DIRECTIONS FOR THIS TASK:
Copy every line of the material below word for word, omitting the pictures.

MATERIAL:
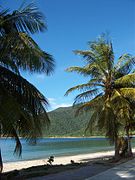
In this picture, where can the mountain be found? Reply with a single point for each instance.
(65, 123)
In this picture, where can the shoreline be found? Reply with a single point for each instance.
(9, 166)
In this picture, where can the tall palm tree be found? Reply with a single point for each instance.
(110, 91)
(22, 106)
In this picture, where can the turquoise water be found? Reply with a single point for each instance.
(46, 147)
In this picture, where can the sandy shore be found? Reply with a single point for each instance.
(57, 160)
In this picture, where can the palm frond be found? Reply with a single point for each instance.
(25, 54)
(125, 81)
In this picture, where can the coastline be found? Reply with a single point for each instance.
(9, 166)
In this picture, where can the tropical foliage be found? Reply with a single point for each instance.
(21, 104)
(110, 91)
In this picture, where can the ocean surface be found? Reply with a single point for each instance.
(47, 147)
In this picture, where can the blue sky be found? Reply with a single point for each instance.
(71, 24)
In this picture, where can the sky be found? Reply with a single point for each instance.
(71, 24)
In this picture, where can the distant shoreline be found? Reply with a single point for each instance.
(9, 166)
(62, 137)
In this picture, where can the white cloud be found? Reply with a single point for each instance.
(54, 105)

EXERCISE RESPONSE:
In this picture, where can the mountain be found? Reply with a single point for each instance.
(65, 123)
In this picture, where can the shoreline be found? Reply with a single point for each instance.
(9, 166)
In this picture, where can the tall palm tree be found? Reply with a single point for each instance.
(110, 91)
(22, 106)
In this picture, where can the turquoise water be found? Reply with a single point for each instance.
(46, 147)
In this picture, where can the sandy shore be found? Reply with a single point for each instance.
(57, 160)
In this picture, where can the palm frond be found? Reply with a single point for each instance.
(25, 54)
(125, 81)
In this picture, where can the coastline be found? Reply with a single point for each instance.
(9, 166)
In this picture, where can the tropical foliage be found? Reply with a single point for each instance.
(21, 104)
(110, 91)
In this picture, where can the ocean surface be found? Reply with a single point for each instance.
(47, 147)
In this picture, where can the blue sky be found? Reply with a single point for each instance.
(71, 24)
In this picture, where can the sky be found? Reply with a single point for each instance.
(71, 24)
In this picture, where can the distant shoreline be found? Reply with a single point for each instance.
(9, 166)
(62, 137)
In this picture, where can the white cloud be found? Reply with a single point for each instance.
(54, 105)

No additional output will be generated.